PROBLEM DETAILS: Format these records as a numbered list, leaving out any blank lines.

[Stored items from a collection]
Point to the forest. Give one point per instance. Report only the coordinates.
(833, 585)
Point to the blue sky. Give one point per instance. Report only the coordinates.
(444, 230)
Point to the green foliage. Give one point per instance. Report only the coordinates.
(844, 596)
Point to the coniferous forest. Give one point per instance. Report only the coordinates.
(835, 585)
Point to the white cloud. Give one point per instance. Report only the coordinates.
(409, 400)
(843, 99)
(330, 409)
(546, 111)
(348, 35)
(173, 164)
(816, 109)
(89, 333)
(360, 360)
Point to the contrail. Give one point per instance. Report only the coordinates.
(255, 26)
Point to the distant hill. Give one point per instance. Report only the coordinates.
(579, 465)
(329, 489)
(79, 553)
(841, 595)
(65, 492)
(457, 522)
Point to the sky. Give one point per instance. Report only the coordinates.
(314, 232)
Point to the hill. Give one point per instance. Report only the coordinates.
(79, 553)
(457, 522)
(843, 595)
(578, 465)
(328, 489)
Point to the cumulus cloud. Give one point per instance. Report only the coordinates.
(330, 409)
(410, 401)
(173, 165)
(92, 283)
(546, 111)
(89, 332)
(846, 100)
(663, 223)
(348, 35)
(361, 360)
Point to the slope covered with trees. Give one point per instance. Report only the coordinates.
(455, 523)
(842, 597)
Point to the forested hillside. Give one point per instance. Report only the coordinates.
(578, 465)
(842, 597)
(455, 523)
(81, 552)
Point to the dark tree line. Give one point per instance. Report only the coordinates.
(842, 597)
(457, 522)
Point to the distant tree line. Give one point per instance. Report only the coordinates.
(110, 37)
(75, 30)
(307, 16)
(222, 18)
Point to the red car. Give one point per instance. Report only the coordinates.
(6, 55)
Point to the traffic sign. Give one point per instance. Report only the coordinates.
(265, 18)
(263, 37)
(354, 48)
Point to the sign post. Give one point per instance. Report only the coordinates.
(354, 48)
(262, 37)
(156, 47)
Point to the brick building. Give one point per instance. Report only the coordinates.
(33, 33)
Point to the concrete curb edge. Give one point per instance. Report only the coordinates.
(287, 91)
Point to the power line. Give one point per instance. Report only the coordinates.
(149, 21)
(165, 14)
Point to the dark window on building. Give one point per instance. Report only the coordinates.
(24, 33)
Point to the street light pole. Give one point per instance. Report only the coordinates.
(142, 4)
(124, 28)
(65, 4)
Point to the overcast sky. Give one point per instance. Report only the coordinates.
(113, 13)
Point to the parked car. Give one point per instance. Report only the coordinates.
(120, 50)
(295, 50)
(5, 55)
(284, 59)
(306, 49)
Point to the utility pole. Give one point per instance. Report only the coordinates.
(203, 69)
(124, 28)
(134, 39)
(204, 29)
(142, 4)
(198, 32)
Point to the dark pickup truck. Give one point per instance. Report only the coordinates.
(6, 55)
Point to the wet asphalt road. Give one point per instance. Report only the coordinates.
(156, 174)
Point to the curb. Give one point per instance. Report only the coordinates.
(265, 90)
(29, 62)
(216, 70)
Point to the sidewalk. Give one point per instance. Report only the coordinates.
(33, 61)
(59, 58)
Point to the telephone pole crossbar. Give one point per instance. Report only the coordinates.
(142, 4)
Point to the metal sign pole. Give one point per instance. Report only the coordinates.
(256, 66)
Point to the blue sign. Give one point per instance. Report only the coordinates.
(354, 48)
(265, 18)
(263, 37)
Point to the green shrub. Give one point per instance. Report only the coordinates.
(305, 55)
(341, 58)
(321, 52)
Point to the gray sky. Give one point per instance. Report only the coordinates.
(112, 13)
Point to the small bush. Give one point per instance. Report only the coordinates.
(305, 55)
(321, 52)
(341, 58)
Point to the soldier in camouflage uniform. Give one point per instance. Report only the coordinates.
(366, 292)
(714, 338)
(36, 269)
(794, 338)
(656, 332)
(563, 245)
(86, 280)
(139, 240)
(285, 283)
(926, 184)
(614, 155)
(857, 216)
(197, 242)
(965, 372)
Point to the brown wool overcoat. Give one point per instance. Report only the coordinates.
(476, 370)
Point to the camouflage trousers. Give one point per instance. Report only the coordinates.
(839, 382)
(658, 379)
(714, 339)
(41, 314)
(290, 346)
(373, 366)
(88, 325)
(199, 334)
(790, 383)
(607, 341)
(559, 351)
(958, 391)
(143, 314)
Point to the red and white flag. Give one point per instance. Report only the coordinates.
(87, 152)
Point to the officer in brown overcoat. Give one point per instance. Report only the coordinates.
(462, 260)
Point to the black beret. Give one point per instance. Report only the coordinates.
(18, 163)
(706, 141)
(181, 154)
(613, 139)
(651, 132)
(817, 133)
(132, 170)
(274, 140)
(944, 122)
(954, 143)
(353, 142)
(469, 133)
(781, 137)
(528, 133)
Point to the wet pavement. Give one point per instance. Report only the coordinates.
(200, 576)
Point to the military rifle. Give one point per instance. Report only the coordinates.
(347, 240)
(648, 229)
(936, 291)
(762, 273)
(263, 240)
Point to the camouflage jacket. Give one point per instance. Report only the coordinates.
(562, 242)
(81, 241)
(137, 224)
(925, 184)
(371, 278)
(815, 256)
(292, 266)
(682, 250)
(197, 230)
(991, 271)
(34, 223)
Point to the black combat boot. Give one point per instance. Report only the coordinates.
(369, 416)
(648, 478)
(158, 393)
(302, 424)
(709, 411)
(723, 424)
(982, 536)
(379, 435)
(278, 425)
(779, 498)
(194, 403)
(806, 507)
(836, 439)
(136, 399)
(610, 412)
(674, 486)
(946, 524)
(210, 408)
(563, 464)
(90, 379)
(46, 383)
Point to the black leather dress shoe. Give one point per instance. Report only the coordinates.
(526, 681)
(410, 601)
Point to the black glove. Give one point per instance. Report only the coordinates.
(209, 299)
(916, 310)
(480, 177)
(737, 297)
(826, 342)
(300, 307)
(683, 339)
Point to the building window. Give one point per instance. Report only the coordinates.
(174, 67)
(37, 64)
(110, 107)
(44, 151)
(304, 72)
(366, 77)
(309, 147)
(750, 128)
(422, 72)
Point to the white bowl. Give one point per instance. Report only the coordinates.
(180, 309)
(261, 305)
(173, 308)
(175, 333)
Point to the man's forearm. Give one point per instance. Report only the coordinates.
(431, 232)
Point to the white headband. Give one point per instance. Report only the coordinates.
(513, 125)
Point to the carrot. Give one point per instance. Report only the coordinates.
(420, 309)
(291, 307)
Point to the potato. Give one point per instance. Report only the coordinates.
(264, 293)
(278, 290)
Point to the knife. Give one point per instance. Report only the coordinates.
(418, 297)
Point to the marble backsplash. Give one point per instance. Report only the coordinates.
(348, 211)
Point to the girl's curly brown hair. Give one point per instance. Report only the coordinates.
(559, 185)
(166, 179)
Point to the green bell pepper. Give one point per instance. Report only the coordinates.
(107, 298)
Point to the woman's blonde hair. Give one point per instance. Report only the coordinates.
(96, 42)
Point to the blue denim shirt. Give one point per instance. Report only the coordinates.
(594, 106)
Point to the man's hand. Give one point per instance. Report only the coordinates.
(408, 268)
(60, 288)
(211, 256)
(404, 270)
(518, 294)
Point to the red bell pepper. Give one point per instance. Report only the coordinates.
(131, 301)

TASK ANSWER:
1. Point to the forest. Give one point per instance. Report only the coordinates.
2. (833, 585)
3. Point to the blue sky. Give one point per instance. Report only the coordinates.
4. (444, 230)
5. Point to the green foliage. Give one point per instance. Report only the coordinates.
6. (844, 596)
7. Point to the coniferous forest. Give one point per instance. Report only the coordinates.
8. (835, 585)
9. Point to the white cloud. Give one point per instance. Report only the coordinates.
10. (409, 400)
11. (843, 99)
12. (330, 409)
13. (546, 111)
14. (348, 35)
15. (173, 164)
16. (816, 109)
17. (89, 333)
18. (360, 360)
19. Point to the contrail. Give one point per instance. Report only the coordinates.
20. (255, 26)
21. Point to the distant hill. Give one point per instance. Report only the coordinates.
22. (579, 465)
23. (329, 489)
24. (79, 553)
25. (841, 595)
26. (65, 492)
27. (457, 522)
28. Point to the sky. Give one point per instance. Report only the coordinates.
29. (314, 232)
30. Point to the hill. Give one point per instance. Report only the coordinates.
31. (79, 553)
32. (457, 522)
33. (843, 595)
34. (578, 465)
35. (328, 489)
36. Point to the cumulus cloud. Give one point per instance. Report only the coordinates.
37. (330, 409)
38. (410, 401)
39. (173, 165)
40. (92, 283)
41. (546, 111)
42. (89, 332)
43. (846, 100)
44. (663, 223)
45. (348, 35)
46. (361, 360)
47. Point to the slope covered with trees. Give one point per instance. Report only the coordinates.
48. (455, 523)
49. (842, 597)
50. Point to the forested hillside. Give one point per instance. Report only the coordinates.
51. (578, 465)
52. (842, 597)
53. (455, 523)
54. (81, 552)
55. Point to the dark tree line. Give one point per instance. Report only the coordinates.
56. (842, 597)
57. (457, 522)
58. Point to the distant tree line. Give one point per instance. Report only the coordinates.
59. (110, 37)
60. (75, 30)
61. (307, 16)
62. (222, 18)
63. Point to the red car. Give one point per instance. Report only the coordinates.
64. (6, 55)
65. Point to the traffic sign. Give one point per instance. Report only the coordinates.
66. (265, 18)
67. (263, 37)
68. (354, 48)
69. Point to the sign post. Give one point per instance. Report only the coordinates.
70. (354, 48)
71. (262, 37)
72. (156, 47)
73. Point to the brick building. Give one point per instance. Report only the coordinates.
74. (33, 33)
75. Point to the concrete curb edge. Give one point per instance. Report only the coordinates.
76. (287, 91)
77. Point to the power line. Give one point per instance. Report only the coordinates.
78. (149, 21)
79. (165, 14)
80. Point to the dark window on building. Give one point per instance. Report only the coordinates.
81. (24, 33)
82. Point to the street light pole. Give one point per instance. Report only the coordinates.
83. (142, 4)
84. (124, 28)
85. (65, 4)
86. Point to the overcast sky. Give one point per instance. Report only the coordinates.
87. (113, 13)
88. Point to the parked car. Give one point per instance. Report only the coordinates.
89. (120, 50)
90. (295, 50)
91. (5, 55)
92. (284, 59)
93. (306, 49)
94. Point to the utility pole. Give one point per instance. Report only the coordinates.
95. (203, 69)
96. (124, 28)
97. (134, 39)
98. (204, 29)
99. (142, 4)
100. (198, 32)
101. Point to the dark pickup truck. Give one point per instance. Report only the coordinates.
102. (6, 55)
103. Point to the wet asphalt road. Give one point per instance. Report only the coordinates.
104. (156, 174)
105. Point to the curb. Give one point per instance. Report only the coordinates.
106. (265, 90)
107. (29, 62)
108. (216, 70)
109. Point to the sidewalk. Give one point per instance. Report only the coordinates.
110. (33, 61)
111. (59, 58)
112. Point to the telephone pole crossbar. Give one point per instance. Report only the coordinates.
113. (142, 4)
114. Point to the metal sign pole. Give one point per instance. Report only the coordinates.
115. (256, 66)
116. Point to the blue sign. Give one point per instance. Report only the coordinates.
117. (354, 48)
118. (265, 18)
119. (263, 37)
120. Point to the green shrub. Give one point per instance. Report only the coordinates.
121. (305, 55)
122. (341, 58)
123. (321, 52)
124. Point to the gray sky. Give one point per instance. Report only the coordinates.
125. (112, 13)
126. Point to the small bush. Give one point per instance. Report only the coordinates.
127. (305, 55)
128. (321, 52)
129. (341, 58)
130. Point to the soldier in camouflage uniform. Give one point per instance. Report only the coordinates.
131. (366, 292)
132. (714, 338)
133. (36, 269)
134. (794, 338)
135. (656, 332)
136. (563, 245)
137. (86, 280)
138. (139, 240)
139. (285, 283)
140. (926, 184)
141. (614, 155)
142. (857, 216)
143. (197, 242)
144. (965, 372)
145. Point to the brown wool overcoat. Give one point per instance. Report only the coordinates.
146. (476, 370)
147. Point to the camouflage trousers. Give one point per instance. Report only the coordinates.
148. (839, 382)
149. (658, 379)
150. (714, 339)
151. (41, 314)
152. (290, 346)
153. (373, 366)
154. (88, 325)
155. (199, 334)
156. (790, 383)
157. (607, 341)
158. (559, 351)
159. (958, 391)
160. (143, 314)
161. Point to the red and white flag. Give one point per instance. Report only the coordinates.
162. (87, 152)
163. Point to the officer in brown overcoat. Give one point per instance. Report only the coordinates.
164. (462, 260)
165. Point to the black beret. Give one point per instance. Report only the coordinates.
166. (18, 163)
167. (706, 141)
168. (181, 154)
169. (613, 139)
170. (651, 132)
171. (817, 133)
172. (132, 170)
173. (274, 140)
174. (944, 122)
175. (954, 143)
176. (353, 142)
177. (469, 133)
178. (781, 137)
179. (528, 133)
180. Point to the wet pavement. Give one point per instance. Report only the coordinates.
181. (200, 576)
182. Point to the military rifle. Give one point per instance. Report only the coordinates.
183. (347, 240)
184. (648, 229)
185. (936, 291)
186. (762, 273)
187. (263, 240)
188. Point to the camouflage jacket. Give one point per instance. Report only the coordinates.
189. (562, 242)
190. (81, 241)
191. (137, 224)
192. (925, 184)
193. (371, 278)
194. (815, 256)
195. (292, 266)
196. (682, 250)
197. (197, 230)
198. (991, 271)
199. (34, 223)
200. Point to the black combat boot. Give one point per instance. Report only the coordinates.
201. (369, 416)
202. (648, 478)
203. (158, 393)
204. (302, 424)
205. (709, 411)
206. (723, 424)
207. (982, 536)
208. (379, 435)
209. (278, 425)
210. (779, 498)
211. (194, 403)
212. (806, 507)
213. (836, 439)
214. (136, 399)
215. (610, 412)
216. (674, 486)
217. (946, 524)
218. (210, 408)
219. (563, 464)
220. (90, 379)
221. (46, 383)
222. Point to the black leather dress shoe. Give one point per instance. Report only the coordinates.
223. (526, 681)
224. (410, 601)
225. Point to the black glove. Give one point per instance. Report only the coordinates.
226. (209, 299)
227. (916, 310)
228. (480, 177)
229. (737, 297)
230. (826, 342)
231. (300, 307)
232. (683, 339)
233. Point to the building window. Give one point per instance. Report only the coordinates.
234. (174, 67)
235. (37, 64)
236. (110, 107)
237. (44, 151)
238. (304, 72)
239. (366, 77)
240. (309, 147)
241. (750, 128)
242. (422, 72)
243. Point to the white bowl. Give one point per instance. Report only the coordinates.
244. (180, 309)
245. (261, 305)
246. (173, 308)
247. (175, 333)
248. Point to the man's forearm. Give one point per instance. Report only the coordinates.
249. (431, 232)
250. Point to the white headband. Give one point per instance. Report only the coordinates.
251. (513, 125)
252. Point to the carrot. Give one point per instance. Report only the coordinates.
253. (420, 309)
254. (291, 307)
255. Point to the potato. Give one point per instance. Report only the coordinates.
256. (264, 293)
257. (278, 290)
258. Point to the knife. Give one point per instance. Report only the coordinates.
259. (418, 297)
260. Point to the marble backsplash. Give one point per instance. Report only the coordinates.
261. (348, 211)
262. Point to the girl's curly brown hair. Give one point per instance. Report only the coordinates.
263. (559, 185)
264. (166, 179)
265. Point to the green bell pepper. Give one point per instance. Report only the coordinates.
266. (107, 298)
267. Point to the woman's blonde hair. Give one point per instance. Report only the coordinates.
268. (96, 42)
269. Point to the blue denim shirt. Give one point per instance. Report only the coordinates.
270. (594, 106)
271. Point to the man's hand. Give one point per instance. Report only the coordinates.
272. (408, 268)
273. (60, 288)
274. (211, 256)
275. (404, 270)
276. (518, 294)
277. Point to the red bell pepper. Give one point per instance. Report only the coordinates.
278. (131, 301)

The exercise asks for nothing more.